▶ **RECORDED DATA**:
──────────────────────────────
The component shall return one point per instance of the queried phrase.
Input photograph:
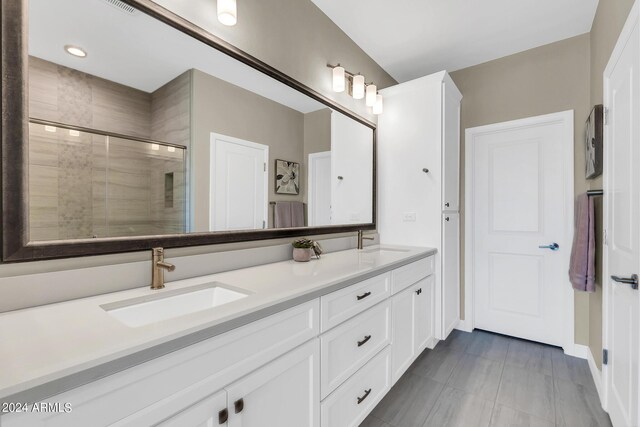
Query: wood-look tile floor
(485, 379)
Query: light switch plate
(409, 217)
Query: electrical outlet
(409, 217)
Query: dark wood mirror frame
(15, 218)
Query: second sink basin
(167, 305)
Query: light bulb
(358, 87)
(227, 12)
(338, 79)
(377, 108)
(372, 91)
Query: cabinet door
(205, 413)
(423, 314)
(450, 151)
(286, 392)
(450, 272)
(402, 339)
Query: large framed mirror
(126, 127)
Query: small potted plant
(304, 249)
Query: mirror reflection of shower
(86, 183)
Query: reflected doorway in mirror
(287, 177)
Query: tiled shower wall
(84, 186)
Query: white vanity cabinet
(412, 325)
(326, 362)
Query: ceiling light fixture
(75, 51)
(338, 78)
(227, 12)
(356, 86)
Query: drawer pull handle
(364, 396)
(238, 405)
(364, 341)
(223, 416)
(363, 296)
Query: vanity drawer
(350, 404)
(341, 305)
(409, 274)
(349, 346)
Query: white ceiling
(414, 38)
(138, 51)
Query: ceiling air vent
(122, 6)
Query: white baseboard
(464, 326)
(577, 350)
(597, 376)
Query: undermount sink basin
(167, 305)
(383, 249)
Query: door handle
(633, 280)
(554, 246)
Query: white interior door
(239, 196)
(521, 200)
(319, 199)
(622, 207)
(351, 170)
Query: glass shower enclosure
(86, 183)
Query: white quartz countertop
(49, 349)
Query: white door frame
(566, 118)
(311, 183)
(627, 30)
(214, 137)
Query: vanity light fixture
(75, 51)
(372, 91)
(227, 12)
(377, 107)
(338, 78)
(355, 83)
(358, 86)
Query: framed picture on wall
(593, 142)
(287, 177)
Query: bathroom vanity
(290, 344)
──────────────────────────────
▶ **PROMPT**:
The answer should consist only of the lines from the line containing "Query: white interior door" through the final line of the listing above, reproduced exactly.

▶ **SOLUTION FOR THIS PROBLEM**:
Query: white interior door
(239, 196)
(521, 200)
(319, 199)
(622, 207)
(351, 170)
Query: glass shower enclosure
(86, 183)
Query: white quartz countertop
(49, 349)
Query: white door frame
(566, 118)
(311, 183)
(627, 30)
(214, 137)
Query: vanity light fixture
(75, 51)
(372, 91)
(227, 12)
(377, 107)
(338, 78)
(355, 83)
(358, 86)
Query: framed picture on wall
(593, 142)
(287, 177)
Query: bathroom vanity
(290, 344)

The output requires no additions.